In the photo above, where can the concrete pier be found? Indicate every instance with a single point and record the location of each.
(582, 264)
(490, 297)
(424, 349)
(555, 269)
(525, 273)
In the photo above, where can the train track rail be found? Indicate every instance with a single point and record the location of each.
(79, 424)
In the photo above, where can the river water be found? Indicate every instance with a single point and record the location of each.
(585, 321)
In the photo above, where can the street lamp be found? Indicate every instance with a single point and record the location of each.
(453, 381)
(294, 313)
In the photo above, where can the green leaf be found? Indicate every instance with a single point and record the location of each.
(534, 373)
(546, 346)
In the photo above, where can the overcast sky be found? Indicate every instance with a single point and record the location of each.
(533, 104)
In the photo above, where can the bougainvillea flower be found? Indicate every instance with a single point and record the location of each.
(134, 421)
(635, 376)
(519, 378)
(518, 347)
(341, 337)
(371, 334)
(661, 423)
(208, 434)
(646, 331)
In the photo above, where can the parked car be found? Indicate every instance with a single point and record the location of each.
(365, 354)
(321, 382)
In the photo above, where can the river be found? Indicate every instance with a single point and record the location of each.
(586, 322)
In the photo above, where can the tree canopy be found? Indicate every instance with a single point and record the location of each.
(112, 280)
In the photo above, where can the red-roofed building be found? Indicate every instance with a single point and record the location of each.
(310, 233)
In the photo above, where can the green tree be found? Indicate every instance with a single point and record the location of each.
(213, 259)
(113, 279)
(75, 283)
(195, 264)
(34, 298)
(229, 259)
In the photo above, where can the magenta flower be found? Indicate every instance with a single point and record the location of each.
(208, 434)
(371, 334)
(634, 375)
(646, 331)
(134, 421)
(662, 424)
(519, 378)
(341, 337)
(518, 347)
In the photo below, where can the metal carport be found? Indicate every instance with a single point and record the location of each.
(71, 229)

___

> [WORK REQUIRED]
Set out every line of the material above as a Markdown table with the columns "Row" and "Line", numbering each row and omitting any blank lines.

> [SOLUTION TO THIS PROBLEM]
| Row | Line |
|---|---|
| 1 | In the photo above, where can the concrete pier be found? Indicate every instance with a single point and record the location of each. |
| 2 | (582, 264) |
| 3 | (490, 297) |
| 4 | (424, 349) |
| 5 | (555, 269) |
| 6 | (525, 273) |
| 7 | In the photo above, where can the train track rail be found? Indicate every instance with a single point and record the location of each. |
| 8 | (79, 424) |
| 9 | In the photo above, where can the river water be found? Indicate every instance with a single point and record the location of each. |
| 10 | (585, 321) |
| 11 | In the photo above, where can the street lamp be found? Indicate every instance with a single point and record the location of each. |
| 12 | (453, 381) |
| 13 | (294, 313) |
| 14 | In the photo above, where can the green leaf be found? Indicate every instance with a single point and record the location of each. |
| 15 | (534, 373) |
| 16 | (546, 346) |
| 17 | In the photo above, where can the overcast sky be found? Indicate every instance with a single point and record the location of each. |
| 18 | (533, 104) |
| 19 | In the photo above, where can the bougainvillea flower be found? Indicate every instance with a single point and record the location of each. |
| 20 | (134, 421) |
| 21 | (635, 376) |
| 22 | (519, 378) |
| 23 | (518, 347) |
| 24 | (341, 337) |
| 25 | (371, 334) |
| 26 | (661, 423) |
| 27 | (208, 434) |
| 28 | (646, 331) |
| 29 | In the photo above, where can the parked car be found? Indicate every instance with a single point and record the location of each. |
| 30 | (365, 354) |
| 31 | (321, 382) |
| 32 | In the photo above, where can the river be found? Indicate every instance with a single point and record the location of each. |
| 33 | (586, 322) |
| 34 | In the photo above, where can the tree canopy be found? Indicate every instance with a single point and record the location of each. |
| 35 | (112, 280) |
| 36 | In the photo above, where can the red-roofed building be found? Indicate every instance with a single point and record the location of each. |
| 37 | (310, 233) |
| 38 | In the photo above, where can the green tree be found? Indicate every instance with a single point and record the location of each. |
| 39 | (213, 259) |
| 40 | (113, 279) |
| 41 | (75, 283) |
| 42 | (195, 264) |
| 43 | (34, 298) |
| 44 | (229, 259) |
| 45 | In the photo above, where can the magenta flower be found? Indicate every instance with a single point and record the location of each. |
| 46 | (208, 434) |
| 47 | (371, 334) |
| 48 | (634, 375) |
| 49 | (646, 331) |
| 50 | (134, 421) |
| 51 | (662, 424) |
| 52 | (519, 378) |
| 53 | (341, 337) |
| 54 | (518, 347) |
| 55 | In the photo below, where can the metal carport be found? Indicate every instance with a single point and record the location of each. |
| 56 | (71, 229) |